Kontynuuj relację z wiosennej inauguracji Stawski Socer League od miejsca, w którym się kończy.

▶ Tekst źródłowy

= = =

Inauguracja wiosennej rundy w Stawski Socer League – a ściślej kontynuacja rundy zasadniczej (do jej zakończenia pozostały trzy kolejki) nie przyniosła nie przyniosła niespodzianek. Chociaż może pewną niespodzianką jest zwycięstwo Dąbrovii Ustronianka nad Igloopoleem. Zespół Piotra Polaka i Jacka Kiełbasy po raz kolejny potwierdził, że ma aspiracje nawet na podium. Lider Stal Mielec wygrała pewnie, chociaż tylko nieznacznie 1-0 z Szymańskim, będąc zespołem wyraźnie lepszym i nie wykorzystując kilku dalszych okazji do zdobycia kolejnych bramek. Znakomicie dysponowany był bramkarz Szymańskiego – Robert Borg, który obronił w co najmniej trzech 100-proc sytuacjach (strzały Golem dwukrotnie, Wesierskiego, Gołąbka). Zgodnie z zapowiedzią Zagłębie oddało punkty walkowerem Polonezowi.
STAL MIELEC – SZYMAŃSKI 1-0 (0-0)
Bramka: Marcin Wesierski
Dobra gra zespołu lidera, w którego zabrakło Mariusza Suchego (kontuzja nogi), Pawła i Krzysztofa Pytli (wakacje), Aleksiejczuka (wakacje). Szymański w praktyce cały czas się bronił.
Tak pada jedyna bramka w meczu Stali z Szymańskim, zdobyl ją Marcin Wesierski (nr 10) Foto – Jacek Jówko
Trener Stali Mielec Jarosław Cwanek: – Jak zwykle na inaugurację sezonu pierwszy mecz był ciężki . Mieliśmy sporo niewykorzystanych sytuacji – zwłaszcza w pierwszej połowie, kiedy powinniśmy prowadzić kilkoma bramkami. Dodatkowo sędziowie na początku meczu nie odgwizdali dla nas kilku fauli i nie zauważyli faulu w polu karnym na naszym nowym zawodniku Ligosie, Tym niemniej jestem zadowolony, bo start w sezonie zawsze jest trudny.
HETMAN – KRYSTYNA’S TEAM 4-0 (3-0)
Bramki: Michał Wiater 2, Henryk Sweder, Paweł Szawkało
Już po 15 mon. Hetman prowadził 3-0 i sprawa końcowego zwycięstwa tego zespołu była przesądzona. W 1 min. prowadzenie zdobył Henryk Sweder, w 4 min podwyższył na 2-0 Michał Wiater, a w 14 min, ten sam zawodnik na 3-0.
W I połowie Hetman grał z wiatrem, po zmianie stron pod wiatr i wtedy gra wyraźnie siadła.
W zespole Krystyna’s Team zabrakło najlepszego strzelca, Łukasza Mikołajczaka, który po sezonie halowym spędzonym w Zagłębiu w lidze National, nie dopełnił jeszcze formalności i pomimo obecności na ławce, nie mógł zostać wpuszczony do gry
Menedżer Krystyna’s Tomasz Pleszyk: Pokazało się sporo nowych zawodników, mamy szeroką kadrę. Ale nasi jeszcze muszą się zgrać. Na razie brak jakiejkolwiek koordynacji. Przeciwnik był na pewno lepszy. Było kilka akcji , ale nic z tego nie wyszło. Łukasza Mikołajczaka nie mogłem wpuścić do gry, bo nie odebrał jeszcze z Zagłębia swojego passa. Cały czas z nami trenował, ale jakoś nie mógł w stanie załatwić najprostszych kwestii ,dlatego nie mogłem go wpuścićdo gry, bo na razie jest formalnie zawodnikiem Krystyna’s Team.

= = =

Zapisy ramek z etykietami:
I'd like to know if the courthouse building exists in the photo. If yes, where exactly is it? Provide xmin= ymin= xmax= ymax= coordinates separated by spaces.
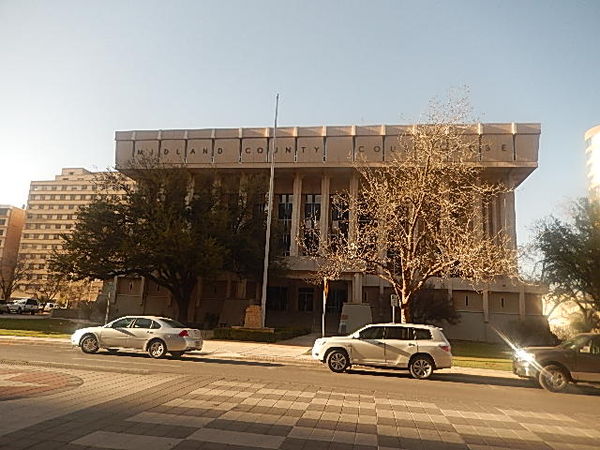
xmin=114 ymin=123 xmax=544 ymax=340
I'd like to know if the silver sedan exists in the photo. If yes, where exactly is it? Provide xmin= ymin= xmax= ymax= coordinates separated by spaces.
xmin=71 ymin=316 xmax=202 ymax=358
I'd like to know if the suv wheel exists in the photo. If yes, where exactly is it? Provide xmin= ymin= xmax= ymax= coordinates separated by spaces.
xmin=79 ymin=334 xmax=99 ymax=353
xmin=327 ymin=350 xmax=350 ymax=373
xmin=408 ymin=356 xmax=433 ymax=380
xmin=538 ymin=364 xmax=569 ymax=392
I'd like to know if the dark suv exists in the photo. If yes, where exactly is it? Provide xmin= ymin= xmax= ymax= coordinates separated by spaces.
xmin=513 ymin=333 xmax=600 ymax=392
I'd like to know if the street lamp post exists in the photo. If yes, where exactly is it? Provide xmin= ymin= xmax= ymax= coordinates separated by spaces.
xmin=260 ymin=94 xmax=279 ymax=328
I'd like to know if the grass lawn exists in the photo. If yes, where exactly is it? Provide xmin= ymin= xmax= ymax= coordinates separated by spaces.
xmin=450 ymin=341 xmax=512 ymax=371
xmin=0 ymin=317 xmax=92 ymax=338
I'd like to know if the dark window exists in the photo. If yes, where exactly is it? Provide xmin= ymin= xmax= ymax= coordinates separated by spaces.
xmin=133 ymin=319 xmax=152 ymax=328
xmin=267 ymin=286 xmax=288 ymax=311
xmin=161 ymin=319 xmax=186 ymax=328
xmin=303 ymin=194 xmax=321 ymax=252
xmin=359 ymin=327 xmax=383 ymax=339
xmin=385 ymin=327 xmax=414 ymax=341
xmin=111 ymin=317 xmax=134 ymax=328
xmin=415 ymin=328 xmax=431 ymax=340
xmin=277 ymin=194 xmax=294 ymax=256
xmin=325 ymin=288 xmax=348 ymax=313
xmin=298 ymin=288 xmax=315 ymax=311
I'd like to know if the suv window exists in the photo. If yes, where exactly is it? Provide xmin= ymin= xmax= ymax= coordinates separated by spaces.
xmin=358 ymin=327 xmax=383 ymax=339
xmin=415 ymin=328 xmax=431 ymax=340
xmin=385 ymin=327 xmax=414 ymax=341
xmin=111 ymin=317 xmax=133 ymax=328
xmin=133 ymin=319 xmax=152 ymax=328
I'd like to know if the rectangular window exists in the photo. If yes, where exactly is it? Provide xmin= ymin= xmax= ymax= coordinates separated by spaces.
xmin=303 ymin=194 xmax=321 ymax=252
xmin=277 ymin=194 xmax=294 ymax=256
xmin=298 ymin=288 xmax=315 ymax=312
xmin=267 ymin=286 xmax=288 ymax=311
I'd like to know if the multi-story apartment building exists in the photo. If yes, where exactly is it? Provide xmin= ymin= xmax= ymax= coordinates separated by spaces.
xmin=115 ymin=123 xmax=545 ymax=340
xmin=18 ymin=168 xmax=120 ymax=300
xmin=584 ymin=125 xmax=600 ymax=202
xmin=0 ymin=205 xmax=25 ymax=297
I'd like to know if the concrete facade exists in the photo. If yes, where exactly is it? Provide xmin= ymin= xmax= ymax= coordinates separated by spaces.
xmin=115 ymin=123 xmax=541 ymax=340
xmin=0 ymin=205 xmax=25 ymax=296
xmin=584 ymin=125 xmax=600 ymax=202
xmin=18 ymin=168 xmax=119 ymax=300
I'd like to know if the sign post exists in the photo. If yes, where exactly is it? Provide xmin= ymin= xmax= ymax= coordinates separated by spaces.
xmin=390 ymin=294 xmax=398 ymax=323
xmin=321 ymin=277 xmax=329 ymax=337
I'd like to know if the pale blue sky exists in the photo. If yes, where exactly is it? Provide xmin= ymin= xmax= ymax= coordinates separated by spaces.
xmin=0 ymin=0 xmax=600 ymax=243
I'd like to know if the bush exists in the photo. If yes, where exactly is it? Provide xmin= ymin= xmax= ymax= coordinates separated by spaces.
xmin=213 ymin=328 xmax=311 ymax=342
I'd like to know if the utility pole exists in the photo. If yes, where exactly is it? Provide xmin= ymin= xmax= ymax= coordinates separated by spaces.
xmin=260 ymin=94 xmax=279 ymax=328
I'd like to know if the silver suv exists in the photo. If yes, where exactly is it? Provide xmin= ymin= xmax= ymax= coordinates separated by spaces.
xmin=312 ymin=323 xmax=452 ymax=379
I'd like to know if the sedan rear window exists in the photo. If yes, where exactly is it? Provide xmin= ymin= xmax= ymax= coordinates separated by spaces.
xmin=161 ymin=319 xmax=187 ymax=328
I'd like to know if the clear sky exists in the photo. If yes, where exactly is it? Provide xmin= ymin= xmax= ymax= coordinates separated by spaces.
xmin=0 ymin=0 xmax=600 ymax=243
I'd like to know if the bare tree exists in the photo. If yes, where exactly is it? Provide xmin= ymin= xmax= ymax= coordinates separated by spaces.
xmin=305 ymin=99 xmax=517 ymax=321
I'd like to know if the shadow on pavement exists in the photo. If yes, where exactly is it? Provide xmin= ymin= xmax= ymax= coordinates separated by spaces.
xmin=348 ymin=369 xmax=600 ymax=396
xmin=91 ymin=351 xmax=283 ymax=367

= = =

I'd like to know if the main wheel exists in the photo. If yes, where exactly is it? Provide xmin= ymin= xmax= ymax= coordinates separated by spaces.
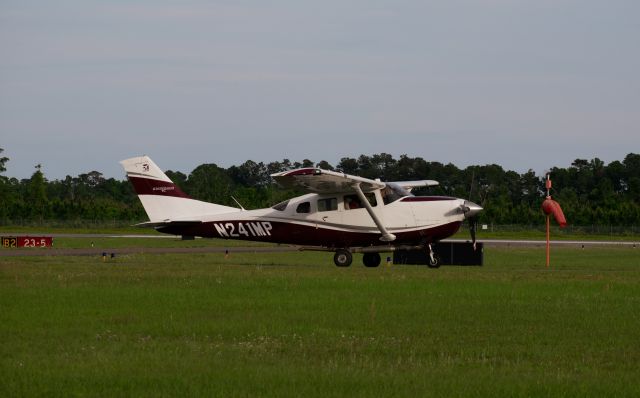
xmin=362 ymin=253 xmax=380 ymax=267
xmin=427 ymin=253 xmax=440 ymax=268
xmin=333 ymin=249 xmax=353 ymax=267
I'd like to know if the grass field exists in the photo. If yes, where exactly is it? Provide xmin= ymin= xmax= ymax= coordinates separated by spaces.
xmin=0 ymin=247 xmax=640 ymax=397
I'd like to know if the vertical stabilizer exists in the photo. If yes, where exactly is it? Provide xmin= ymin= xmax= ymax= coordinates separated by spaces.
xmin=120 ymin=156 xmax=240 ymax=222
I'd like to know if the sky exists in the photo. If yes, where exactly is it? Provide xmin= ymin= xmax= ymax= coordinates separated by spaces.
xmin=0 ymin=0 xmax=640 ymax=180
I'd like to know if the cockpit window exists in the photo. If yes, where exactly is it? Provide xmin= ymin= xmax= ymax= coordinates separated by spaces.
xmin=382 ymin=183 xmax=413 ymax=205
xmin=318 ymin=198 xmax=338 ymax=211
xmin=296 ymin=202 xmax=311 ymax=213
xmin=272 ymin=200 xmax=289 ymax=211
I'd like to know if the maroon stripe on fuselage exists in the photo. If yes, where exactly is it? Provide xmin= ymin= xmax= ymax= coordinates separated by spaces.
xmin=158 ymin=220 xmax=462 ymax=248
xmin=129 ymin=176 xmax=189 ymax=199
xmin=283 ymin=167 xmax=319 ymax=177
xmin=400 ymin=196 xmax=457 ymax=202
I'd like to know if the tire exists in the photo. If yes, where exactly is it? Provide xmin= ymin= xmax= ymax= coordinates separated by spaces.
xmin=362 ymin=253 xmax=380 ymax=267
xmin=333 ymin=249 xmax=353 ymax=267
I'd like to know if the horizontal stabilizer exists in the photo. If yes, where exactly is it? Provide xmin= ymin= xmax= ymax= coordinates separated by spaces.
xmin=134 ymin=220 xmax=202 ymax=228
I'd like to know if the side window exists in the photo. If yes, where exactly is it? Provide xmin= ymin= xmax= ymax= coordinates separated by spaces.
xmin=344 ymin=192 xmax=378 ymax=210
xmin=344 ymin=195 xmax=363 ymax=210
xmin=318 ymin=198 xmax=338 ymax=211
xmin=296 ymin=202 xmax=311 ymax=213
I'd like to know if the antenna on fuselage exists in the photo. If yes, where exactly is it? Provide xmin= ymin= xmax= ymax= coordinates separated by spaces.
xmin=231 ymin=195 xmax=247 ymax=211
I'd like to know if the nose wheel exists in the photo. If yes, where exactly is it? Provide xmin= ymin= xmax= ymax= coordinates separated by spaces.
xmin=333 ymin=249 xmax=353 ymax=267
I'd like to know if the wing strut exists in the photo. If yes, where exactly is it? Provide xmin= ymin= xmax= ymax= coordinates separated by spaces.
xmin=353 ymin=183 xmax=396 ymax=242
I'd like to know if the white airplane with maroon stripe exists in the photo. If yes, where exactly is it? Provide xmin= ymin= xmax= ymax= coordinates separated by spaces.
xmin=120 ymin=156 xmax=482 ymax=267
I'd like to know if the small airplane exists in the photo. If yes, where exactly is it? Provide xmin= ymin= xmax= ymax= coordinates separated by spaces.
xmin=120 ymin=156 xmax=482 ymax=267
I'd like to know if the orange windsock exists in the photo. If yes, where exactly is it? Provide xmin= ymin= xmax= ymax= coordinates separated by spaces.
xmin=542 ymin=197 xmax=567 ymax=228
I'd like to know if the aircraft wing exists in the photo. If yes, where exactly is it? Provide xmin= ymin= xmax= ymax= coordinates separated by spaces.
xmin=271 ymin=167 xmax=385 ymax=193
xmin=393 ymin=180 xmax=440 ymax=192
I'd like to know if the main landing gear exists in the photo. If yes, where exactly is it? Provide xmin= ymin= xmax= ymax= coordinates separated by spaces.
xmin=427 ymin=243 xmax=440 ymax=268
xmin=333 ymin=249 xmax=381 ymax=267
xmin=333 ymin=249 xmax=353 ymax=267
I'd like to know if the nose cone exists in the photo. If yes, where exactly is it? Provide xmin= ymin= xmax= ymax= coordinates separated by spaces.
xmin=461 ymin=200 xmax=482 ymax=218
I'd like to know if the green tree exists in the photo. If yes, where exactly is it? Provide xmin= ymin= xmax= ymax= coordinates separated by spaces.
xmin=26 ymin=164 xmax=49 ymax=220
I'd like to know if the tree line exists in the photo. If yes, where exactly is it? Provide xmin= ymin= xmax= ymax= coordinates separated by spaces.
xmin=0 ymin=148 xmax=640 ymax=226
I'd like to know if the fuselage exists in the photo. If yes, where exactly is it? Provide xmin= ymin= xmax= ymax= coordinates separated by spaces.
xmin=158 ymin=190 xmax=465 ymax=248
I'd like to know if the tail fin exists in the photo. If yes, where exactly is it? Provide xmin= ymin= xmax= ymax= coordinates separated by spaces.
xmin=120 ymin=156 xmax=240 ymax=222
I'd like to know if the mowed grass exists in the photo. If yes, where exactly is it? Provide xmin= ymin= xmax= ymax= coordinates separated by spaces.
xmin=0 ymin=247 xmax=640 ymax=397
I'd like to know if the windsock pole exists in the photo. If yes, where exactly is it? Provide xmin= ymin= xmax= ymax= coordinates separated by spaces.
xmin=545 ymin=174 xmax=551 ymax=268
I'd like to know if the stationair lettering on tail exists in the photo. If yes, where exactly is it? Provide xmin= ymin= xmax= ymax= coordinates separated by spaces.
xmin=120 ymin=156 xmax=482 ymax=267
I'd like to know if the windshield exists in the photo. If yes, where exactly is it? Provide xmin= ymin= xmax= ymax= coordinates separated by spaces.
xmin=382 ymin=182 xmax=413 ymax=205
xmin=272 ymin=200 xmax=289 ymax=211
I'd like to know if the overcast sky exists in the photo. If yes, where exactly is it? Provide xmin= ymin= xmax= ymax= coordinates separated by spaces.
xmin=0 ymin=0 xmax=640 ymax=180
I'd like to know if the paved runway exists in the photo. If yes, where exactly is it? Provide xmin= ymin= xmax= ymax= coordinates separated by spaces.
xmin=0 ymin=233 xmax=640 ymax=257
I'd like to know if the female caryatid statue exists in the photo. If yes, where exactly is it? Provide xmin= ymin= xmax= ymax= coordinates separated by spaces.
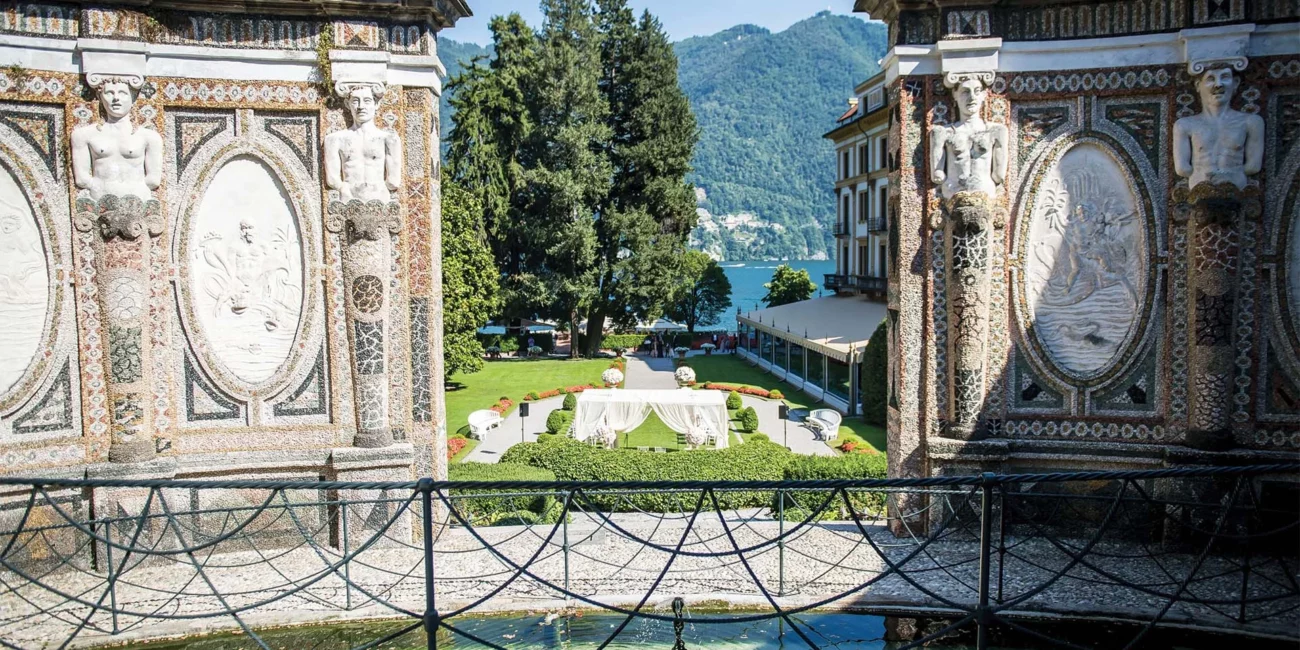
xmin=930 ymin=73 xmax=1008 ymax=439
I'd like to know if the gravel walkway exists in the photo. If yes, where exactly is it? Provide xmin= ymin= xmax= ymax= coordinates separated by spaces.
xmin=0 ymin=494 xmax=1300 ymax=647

= = =

▶ Odpowiedź
IGLOOPOL – DĄBROVIA USTRONIANKA 0-2 (0-0)
Bramki: Łukasz Jopek, Bartłomiej Kot
Pojedynek zespołów pierwszej szóstki przyniósł zasłużone zwycięstwo Dabrovii.
Piotr Polak, prezes Dabrovii, nie kryl po meczu satysfakcji: – Cały czas kontrolowaliśmy grę, mieliśmy przewagę, graliśmy piłką, Igloopol próbował tylko kontratakować, zresztą w I połowie nie stworzył ani raz zagrożenia. W tym okresie z naszej strony mieliśmy strzał Łukasza Jopka w słupek, po którym pilka powędrowała wzdłuż linii, ale nie wpadła do siatki. W drugiej połowie wierzyliśmy że w końcu zdobędziemy bramkę. I udało się. Przy stanie 1-0, w 65 min. Jopek był ewidentnie faulowany w polu karnym, ale sędzia nie odgwizdał jedenastki. Później podwyższymy na 2-1 i już do końca kontrolowaliśmy przebieg gry.
Z meczu Stal Mielec – Szymański (powyżej) i Igloopol – Dabrovia Ustronianka (poniżej) Foto – Jacek Jówko
Przemek Ziarek z Igloopolu żałuje, że od porażki rozpoczęli sezon. Kadra jest szeroka, aż 22 piłkarzy (doszli Łysek. b., piłkarz Jagiellonii i powrócił po dwóch latach do zespołu Bartek Rzucidło. – Mamy fajny zespół, ale dzisiaj czegoś nam zabrakło – powiedział Ziarek, który nie ma jednak pretensji do kolegów.
CZARNI – DUCHY 3-0 (1-0)
Bramki: Cesare Peance 2 i samobójcza.
Przewaga Czarnych. Grę utrudniał silny wiatr, oba zespoły miały po kilku zawodników na zmiany. W drużynie Czarnych brakowało Michała Podczerwińskiego, Janka Pranicy, Roberta Gacka, Pawła Podczerwińskiego.
PODLASIE – LECH 6-2 (3-2)
Bramki: Łukasz Kluska 2, Andrzej Kamiński, Piotr Leszczyk, Tomasz Duniec, Newton Bowman – Damian Koza, Kuba Gosztyła.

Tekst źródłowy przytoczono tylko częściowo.